Request:
Count the lines in the listing below that contain the string "dark", treating uppercase and lowercase as distinct. Reply with the number alone.

Task material:
((

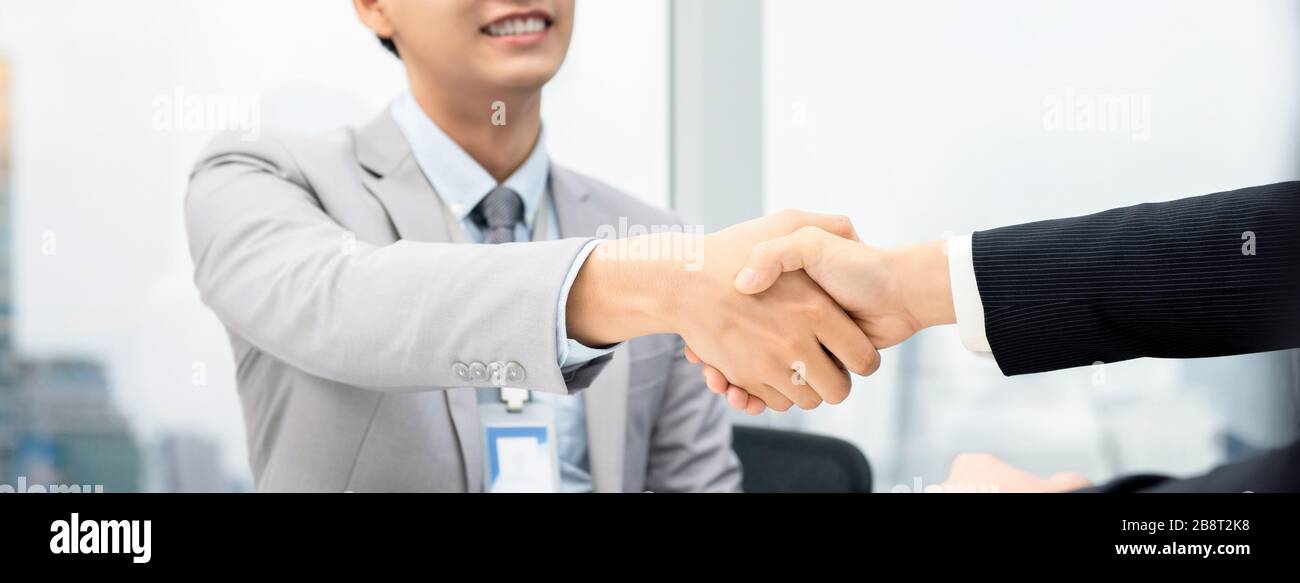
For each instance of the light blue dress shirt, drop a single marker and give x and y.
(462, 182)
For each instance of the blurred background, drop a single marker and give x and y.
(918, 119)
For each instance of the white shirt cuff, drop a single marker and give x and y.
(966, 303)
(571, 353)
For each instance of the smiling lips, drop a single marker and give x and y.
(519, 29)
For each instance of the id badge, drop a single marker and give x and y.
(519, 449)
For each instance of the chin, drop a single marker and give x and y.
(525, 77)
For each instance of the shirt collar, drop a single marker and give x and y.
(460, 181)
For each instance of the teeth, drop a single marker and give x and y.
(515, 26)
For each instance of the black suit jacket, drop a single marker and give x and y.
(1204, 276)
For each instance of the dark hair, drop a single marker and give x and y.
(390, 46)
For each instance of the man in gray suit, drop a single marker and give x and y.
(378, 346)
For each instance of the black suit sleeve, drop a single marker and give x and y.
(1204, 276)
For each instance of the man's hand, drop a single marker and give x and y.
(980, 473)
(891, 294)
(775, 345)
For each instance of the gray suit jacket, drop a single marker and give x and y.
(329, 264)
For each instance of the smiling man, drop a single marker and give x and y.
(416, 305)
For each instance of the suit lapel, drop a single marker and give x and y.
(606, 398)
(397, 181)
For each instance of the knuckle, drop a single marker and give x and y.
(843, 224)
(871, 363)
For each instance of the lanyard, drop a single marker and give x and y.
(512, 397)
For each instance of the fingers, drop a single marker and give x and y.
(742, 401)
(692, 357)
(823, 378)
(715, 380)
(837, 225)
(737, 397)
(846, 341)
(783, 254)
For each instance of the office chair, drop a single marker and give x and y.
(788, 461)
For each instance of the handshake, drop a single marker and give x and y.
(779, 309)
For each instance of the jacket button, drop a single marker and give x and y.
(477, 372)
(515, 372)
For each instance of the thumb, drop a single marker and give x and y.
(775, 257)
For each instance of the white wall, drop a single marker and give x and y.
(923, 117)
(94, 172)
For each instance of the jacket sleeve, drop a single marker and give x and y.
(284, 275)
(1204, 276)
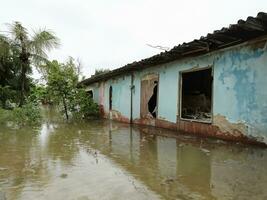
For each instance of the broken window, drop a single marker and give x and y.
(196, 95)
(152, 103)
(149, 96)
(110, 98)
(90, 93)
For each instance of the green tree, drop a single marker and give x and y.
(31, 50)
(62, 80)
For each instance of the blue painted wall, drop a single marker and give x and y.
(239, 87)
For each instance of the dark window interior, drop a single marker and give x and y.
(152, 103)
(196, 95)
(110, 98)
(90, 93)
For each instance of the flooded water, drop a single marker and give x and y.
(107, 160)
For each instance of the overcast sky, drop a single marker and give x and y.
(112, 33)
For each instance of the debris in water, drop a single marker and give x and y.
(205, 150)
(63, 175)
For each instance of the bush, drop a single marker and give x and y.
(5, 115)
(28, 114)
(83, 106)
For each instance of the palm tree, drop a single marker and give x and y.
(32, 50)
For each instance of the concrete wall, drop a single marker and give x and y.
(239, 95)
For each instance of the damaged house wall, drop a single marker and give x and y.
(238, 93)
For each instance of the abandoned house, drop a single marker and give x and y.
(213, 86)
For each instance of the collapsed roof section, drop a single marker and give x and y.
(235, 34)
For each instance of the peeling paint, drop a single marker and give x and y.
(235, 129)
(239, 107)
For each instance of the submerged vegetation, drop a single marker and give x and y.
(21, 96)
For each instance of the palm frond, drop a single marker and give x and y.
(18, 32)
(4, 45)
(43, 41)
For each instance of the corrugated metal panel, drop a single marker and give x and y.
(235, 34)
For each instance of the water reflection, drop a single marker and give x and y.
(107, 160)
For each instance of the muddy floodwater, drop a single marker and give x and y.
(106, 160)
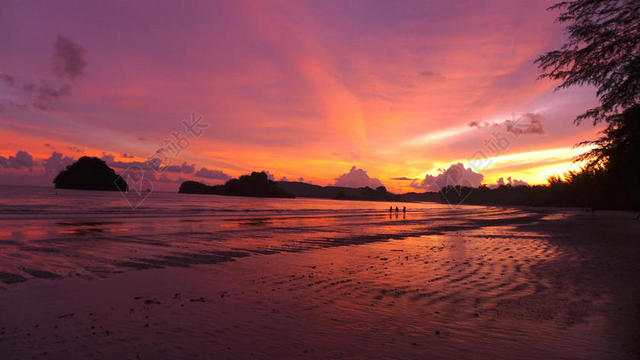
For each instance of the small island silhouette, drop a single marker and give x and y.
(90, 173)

))
((

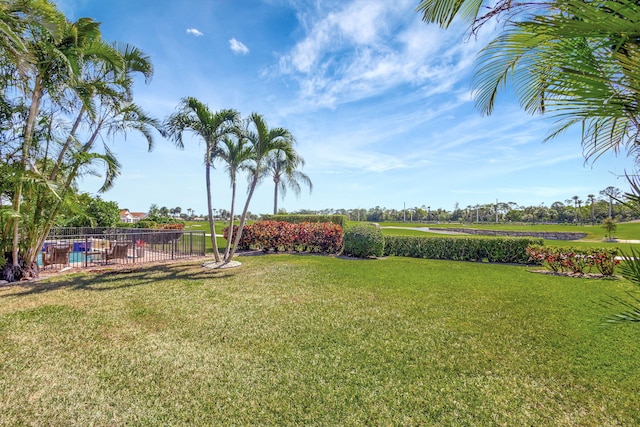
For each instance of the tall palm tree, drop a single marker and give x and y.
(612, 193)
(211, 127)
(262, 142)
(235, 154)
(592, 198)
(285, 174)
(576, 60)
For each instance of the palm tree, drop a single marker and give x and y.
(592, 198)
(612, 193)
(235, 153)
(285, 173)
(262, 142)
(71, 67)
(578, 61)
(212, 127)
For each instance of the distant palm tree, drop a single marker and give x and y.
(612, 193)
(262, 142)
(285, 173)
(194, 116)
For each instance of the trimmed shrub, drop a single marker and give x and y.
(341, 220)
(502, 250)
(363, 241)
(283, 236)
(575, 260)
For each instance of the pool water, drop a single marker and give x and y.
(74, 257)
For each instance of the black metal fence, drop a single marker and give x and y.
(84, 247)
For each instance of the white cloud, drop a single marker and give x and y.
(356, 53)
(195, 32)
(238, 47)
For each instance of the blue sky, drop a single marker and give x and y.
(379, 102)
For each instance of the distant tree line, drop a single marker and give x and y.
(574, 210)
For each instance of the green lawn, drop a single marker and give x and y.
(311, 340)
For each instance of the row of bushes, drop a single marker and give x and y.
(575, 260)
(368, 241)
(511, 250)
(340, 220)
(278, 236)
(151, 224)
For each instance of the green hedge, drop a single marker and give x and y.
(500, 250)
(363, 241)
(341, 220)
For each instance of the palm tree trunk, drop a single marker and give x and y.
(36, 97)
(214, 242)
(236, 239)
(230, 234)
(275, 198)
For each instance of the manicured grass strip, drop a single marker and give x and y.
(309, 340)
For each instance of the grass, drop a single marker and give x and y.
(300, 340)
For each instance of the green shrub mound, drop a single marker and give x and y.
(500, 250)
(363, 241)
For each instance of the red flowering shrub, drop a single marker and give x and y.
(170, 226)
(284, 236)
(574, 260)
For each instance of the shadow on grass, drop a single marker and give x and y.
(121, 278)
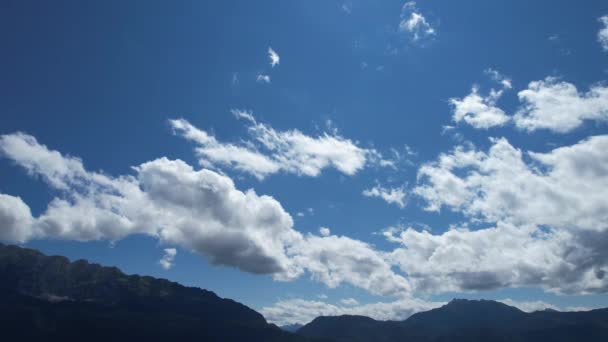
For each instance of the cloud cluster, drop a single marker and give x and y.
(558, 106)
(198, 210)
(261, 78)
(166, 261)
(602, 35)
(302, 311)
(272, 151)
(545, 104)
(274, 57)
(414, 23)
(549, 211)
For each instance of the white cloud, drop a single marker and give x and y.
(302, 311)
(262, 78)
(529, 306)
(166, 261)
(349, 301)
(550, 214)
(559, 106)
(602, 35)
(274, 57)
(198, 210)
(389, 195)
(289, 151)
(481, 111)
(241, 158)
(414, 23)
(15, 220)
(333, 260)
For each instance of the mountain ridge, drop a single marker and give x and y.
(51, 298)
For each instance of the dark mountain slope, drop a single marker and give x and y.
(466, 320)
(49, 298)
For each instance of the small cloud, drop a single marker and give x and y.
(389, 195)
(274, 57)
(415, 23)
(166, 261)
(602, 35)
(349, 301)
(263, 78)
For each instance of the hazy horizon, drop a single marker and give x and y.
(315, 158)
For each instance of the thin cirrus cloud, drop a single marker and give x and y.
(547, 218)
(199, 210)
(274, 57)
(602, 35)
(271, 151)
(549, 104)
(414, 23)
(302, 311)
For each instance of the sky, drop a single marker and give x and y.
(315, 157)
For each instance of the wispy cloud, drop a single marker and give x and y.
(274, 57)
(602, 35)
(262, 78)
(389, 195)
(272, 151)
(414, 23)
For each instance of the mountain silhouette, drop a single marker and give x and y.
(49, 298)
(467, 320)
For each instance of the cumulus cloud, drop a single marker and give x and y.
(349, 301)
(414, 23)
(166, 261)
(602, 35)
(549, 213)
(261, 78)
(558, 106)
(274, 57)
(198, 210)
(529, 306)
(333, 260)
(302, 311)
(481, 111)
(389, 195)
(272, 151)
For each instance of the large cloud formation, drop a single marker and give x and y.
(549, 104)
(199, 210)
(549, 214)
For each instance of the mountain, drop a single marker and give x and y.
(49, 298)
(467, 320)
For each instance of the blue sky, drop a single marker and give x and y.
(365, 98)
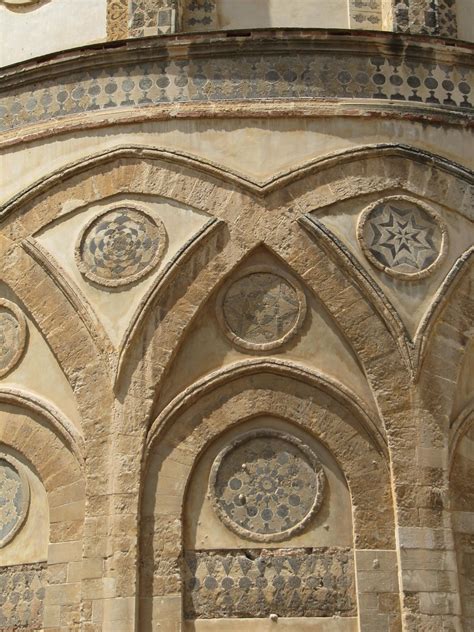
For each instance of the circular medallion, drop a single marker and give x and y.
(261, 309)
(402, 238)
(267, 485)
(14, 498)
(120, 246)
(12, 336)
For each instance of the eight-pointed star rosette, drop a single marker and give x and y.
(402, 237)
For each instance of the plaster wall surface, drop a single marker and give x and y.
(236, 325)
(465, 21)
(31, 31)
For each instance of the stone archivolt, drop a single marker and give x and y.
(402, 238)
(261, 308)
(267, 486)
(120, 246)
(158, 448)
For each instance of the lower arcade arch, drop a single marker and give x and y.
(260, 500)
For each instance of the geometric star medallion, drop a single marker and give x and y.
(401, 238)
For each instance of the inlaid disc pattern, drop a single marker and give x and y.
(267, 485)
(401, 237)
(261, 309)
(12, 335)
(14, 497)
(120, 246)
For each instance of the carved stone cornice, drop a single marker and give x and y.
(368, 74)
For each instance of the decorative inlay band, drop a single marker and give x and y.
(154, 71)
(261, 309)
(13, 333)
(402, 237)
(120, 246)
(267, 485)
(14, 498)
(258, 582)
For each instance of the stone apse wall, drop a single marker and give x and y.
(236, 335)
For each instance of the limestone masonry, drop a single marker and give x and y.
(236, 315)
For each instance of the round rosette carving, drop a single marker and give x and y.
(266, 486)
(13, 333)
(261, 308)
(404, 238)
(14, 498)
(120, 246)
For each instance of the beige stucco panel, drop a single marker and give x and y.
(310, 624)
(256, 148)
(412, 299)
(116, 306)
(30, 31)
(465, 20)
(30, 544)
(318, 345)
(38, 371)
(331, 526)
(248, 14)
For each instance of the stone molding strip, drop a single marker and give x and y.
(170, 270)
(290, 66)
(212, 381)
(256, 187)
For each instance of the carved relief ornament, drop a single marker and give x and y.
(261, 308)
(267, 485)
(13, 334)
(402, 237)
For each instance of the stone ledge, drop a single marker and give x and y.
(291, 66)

))

Correct response:
3